Records.
[Start]

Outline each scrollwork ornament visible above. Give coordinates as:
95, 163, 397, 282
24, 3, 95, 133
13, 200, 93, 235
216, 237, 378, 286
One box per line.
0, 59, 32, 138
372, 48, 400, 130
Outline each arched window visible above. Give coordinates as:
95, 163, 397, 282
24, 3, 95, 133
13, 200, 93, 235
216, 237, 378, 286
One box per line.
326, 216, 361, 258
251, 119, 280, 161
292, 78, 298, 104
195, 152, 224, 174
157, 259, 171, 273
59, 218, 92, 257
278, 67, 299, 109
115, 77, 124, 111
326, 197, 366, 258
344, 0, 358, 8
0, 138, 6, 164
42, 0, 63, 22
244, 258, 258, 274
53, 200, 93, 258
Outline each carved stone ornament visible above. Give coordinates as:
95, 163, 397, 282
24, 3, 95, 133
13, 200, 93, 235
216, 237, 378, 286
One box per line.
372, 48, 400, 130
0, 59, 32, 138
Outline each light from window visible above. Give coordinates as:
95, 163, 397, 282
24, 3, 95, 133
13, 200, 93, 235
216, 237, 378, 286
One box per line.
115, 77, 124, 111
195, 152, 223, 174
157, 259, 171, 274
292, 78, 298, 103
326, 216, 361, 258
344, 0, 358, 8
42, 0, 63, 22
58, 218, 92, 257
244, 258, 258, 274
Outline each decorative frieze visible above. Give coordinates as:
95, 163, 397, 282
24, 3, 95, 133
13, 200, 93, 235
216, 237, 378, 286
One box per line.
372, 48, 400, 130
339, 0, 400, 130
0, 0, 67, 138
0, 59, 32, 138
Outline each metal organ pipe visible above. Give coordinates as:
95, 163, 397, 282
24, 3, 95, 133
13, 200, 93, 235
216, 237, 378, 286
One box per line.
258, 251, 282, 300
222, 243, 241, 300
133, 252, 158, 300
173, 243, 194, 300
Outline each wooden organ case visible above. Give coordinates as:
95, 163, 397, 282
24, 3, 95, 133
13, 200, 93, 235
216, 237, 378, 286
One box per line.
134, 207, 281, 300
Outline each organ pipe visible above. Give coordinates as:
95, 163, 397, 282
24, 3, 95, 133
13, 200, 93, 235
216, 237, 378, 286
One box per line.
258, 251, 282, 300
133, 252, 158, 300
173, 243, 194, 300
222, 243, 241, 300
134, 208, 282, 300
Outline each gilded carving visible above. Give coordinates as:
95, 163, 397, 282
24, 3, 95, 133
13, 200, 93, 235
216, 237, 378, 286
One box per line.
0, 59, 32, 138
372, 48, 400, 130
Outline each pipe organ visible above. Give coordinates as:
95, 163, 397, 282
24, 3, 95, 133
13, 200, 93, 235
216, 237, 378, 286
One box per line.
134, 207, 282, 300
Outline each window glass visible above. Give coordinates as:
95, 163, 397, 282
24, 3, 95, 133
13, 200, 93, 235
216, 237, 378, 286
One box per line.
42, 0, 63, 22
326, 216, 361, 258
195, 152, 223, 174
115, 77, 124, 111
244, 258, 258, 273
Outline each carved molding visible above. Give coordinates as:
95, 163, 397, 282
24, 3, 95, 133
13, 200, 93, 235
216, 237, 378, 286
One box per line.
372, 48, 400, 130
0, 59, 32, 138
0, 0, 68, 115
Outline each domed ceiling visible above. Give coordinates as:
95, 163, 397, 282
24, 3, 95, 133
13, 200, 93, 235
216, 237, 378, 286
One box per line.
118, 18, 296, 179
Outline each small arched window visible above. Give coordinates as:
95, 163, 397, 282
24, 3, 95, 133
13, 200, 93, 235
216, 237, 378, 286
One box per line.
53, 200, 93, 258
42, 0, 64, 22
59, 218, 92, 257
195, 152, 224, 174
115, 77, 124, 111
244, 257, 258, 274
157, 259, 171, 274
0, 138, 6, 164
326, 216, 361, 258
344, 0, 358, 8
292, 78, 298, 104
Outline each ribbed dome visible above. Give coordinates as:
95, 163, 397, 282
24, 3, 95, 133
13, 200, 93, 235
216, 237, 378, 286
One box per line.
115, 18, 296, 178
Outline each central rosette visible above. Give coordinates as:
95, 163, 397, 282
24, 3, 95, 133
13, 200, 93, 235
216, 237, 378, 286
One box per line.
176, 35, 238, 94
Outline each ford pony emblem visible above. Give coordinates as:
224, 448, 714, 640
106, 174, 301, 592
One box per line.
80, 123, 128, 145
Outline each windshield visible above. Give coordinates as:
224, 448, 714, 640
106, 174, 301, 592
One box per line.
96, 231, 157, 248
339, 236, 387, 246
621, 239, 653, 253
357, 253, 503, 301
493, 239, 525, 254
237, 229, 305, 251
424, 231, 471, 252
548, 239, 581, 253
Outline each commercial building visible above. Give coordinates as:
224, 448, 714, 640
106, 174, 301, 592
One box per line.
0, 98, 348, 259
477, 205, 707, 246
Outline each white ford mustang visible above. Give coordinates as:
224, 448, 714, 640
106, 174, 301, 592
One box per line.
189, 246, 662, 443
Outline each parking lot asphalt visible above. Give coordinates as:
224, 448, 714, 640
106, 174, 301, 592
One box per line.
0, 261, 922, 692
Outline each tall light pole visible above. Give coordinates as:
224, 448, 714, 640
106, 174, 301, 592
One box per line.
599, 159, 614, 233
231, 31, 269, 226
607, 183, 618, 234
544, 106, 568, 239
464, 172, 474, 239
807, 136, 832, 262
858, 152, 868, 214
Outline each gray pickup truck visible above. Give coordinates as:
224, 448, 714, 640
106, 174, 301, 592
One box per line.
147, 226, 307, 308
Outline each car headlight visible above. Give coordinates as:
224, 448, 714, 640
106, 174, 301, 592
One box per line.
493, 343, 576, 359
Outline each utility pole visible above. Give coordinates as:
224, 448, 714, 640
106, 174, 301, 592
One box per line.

[End]

Reproduce every entry above, replacing "Give coordinates as" with "Format coordinates as" and leaving everything else as it is.

Final answer.
Outline each scrollwork ornament visible above. Format coordinates as:
95, 163, 397, 282
24, 3, 95, 133
13, 200, 93, 235
216, 237, 378, 286
One box per line.
0, 59, 32, 138
372, 48, 400, 130
Outline each arched window visible above. Format coordinates as:
95, 163, 397, 282
24, 3, 95, 133
13, 200, 93, 235
216, 237, 378, 286
One box per line.
326, 216, 361, 258
251, 119, 280, 161
292, 78, 298, 104
195, 152, 224, 174
157, 259, 171, 273
59, 218, 92, 257
278, 67, 299, 109
115, 77, 124, 111
326, 197, 366, 258
344, 0, 358, 8
0, 138, 6, 164
42, 0, 63, 22
244, 258, 258, 274
53, 200, 93, 258
Outline each carved stone ornament visible above. Format coordinates as:
95, 163, 397, 282
24, 3, 95, 133
13, 200, 93, 235
216, 237, 378, 286
One box per line.
372, 48, 400, 130
0, 59, 32, 138
Outline each light from window visible above. Format coordinates as:
95, 163, 397, 282
24, 3, 95, 133
13, 200, 93, 235
216, 237, 378, 286
One box per line.
115, 77, 124, 111
195, 152, 223, 174
157, 259, 171, 274
292, 78, 298, 103
326, 216, 361, 258
344, 0, 358, 8
42, 0, 63, 22
58, 218, 92, 257
244, 258, 258, 274
Outline each decorative frieze visible above. Format coordinates as:
95, 163, 397, 282
24, 3, 95, 133
13, 200, 93, 235
216, 237, 378, 286
One box per line.
372, 48, 400, 130
339, 0, 400, 130
0, 0, 67, 138
0, 59, 32, 138
Outline each metal organ pipe visible above. Format coordinates as:
95, 163, 397, 282
24, 3, 95, 133
13, 200, 93, 235
216, 237, 378, 286
One box per line.
258, 251, 282, 300
222, 243, 241, 300
133, 252, 158, 300
173, 243, 194, 300
Outline each wooden organ case visible above. Format coordinates as:
95, 163, 397, 282
24, 3, 95, 133
13, 200, 93, 235
216, 237, 378, 286
One box per line.
134, 207, 281, 300
Outline each organ pipe visible above. Format coordinates as:
95, 163, 397, 282
24, 3, 95, 133
13, 200, 93, 235
216, 237, 378, 286
One box per line.
258, 251, 282, 300
133, 252, 158, 300
173, 243, 194, 300
222, 243, 241, 300
134, 208, 282, 300
Outline each gilded carving visible above. Format coordinates as:
95, 163, 397, 282
24, 3, 95, 133
13, 200, 93, 235
216, 237, 378, 286
One box per line.
0, 59, 32, 138
372, 48, 400, 130
Outline each pipe organ visible above. Format coordinates as:
95, 163, 397, 282
24, 3, 95, 133
13, 200, 93, 235
216, 237, 378, 286
One box per line.
134, 207, 282, 300
Outline each window glass visible above. Format coordinates as:
95, 163, 397, 282
24, 3, 95, 133
13, 200, 93, 235
216, 237, 378, 286
One box per line.
42, 0, 63, 22
326, 216, 361, 258
195, 152, 223, 174
115, 77, 124, 111
244, 258, 258, 273
Outline each carved molding visible above. Format coordinates as:
95, 163, 397, 282
24, 3, 95, 133
13, 200, 93, 235
216, 237, 378, 286
One box per line.
372, 48, 400, 130
0, 59, 32, 138
0, 0, 68, 115
Outline each domed ceiling visible above. Format coordinates as:
95, 163, 397, 282
24, 3, 95, 133
13, 200, 93, 235
216, 237, 378, 286
One box per line.
118, 18, 296, 179
Outline each small arched window visible above. Format coordinates as:
95, 163, 397, 282
24, 3, 95, 133
13, 200, 93, 235
216, 237, 378, 286
One box per line.
53, 200, 93, 258
42, 0, 64, 22
59, 218, 92, 257
195, 152, 224, 174
115, 77, 124, 111
244, 257, 258, 274
157, 259, 171, 274
0, 138, 6, 164
326, 216, 361, 258
344, 0, 358, 8
292, 78, 298, 104
Outline each ribbed dome visible above. Format coordinates as:
95, 163, 397, 282
24, 3, 95, 133
13, 200, 93, 235
216, 237, 378, 286
One box per line.
115, 18, 296, 178
Outline each central rosette visible above. Format coordinates as:
95, 163, 397, 282
24, 3, 95, 133
13, 200, 93, 235
216, 237, 378, 286
One box per line.
176, 35, 238, 94
Outline each ford pony emblem visible above. Format coordinates as:
224, 448, 714, 640
106, 174, 301, 592
One box per line.
80, 123, 128, 145
Outline each windshield visible above. Format coordinates as:
224, 448, 714, 640
106, 174, 301, 592
One box per line.
96, 231, 157, 248
339, 236, 387, 246
621, 239, 653, 253
357, 253, 503, 301
493, 239, 525, 254
237, 229, 305, 251
424, 231, 471, 252
548, 239, 581, 253
Outline each commercial building visible above. Format coordinates as:
224, 448, 714, 640
106, 174, 301, 592
One box per line.
0, 98, 348, 259
477, 205, 707, 246
Outline each white ford mustang visible above. Format coordinates as:
224, 448, 714, 640
106, 174, 301, 592
One box per line.
189, 246, 662, 443
Outline each parking lot asphalt visible above. Format coordinates as:
224, 448, 714, 640
106, 174, 301, 592
One box per line.
0, 261, 922, 692
Outline each tall light pole visible above. Format coordinates as:
224, 448, 714, 640
106, 174, 301, 592
One box per line.
599, 159, 614, 233
231, 31, 269, 226
607, 183, 618, 234
544, 106, 568, 239
464, 172, 474, 239
807, 136, 832, 262
858, 152, 868, 214
Outline each gray pickup truck visible above. Format coordinates as:
224, 448, 714, 640
106, 174, 301, 592
One box per line.
147, 226, 307, 308
Outline each car headlight visible above. Format coordinates as:
224, 448, 714, 640
106, 174, 301, 592
One box per line.
493, 343, 576, 359
Outline each utility pole visible above. Format coordinates as:
224, 448, 714, 640
106, 174, 301, 592
One box per line.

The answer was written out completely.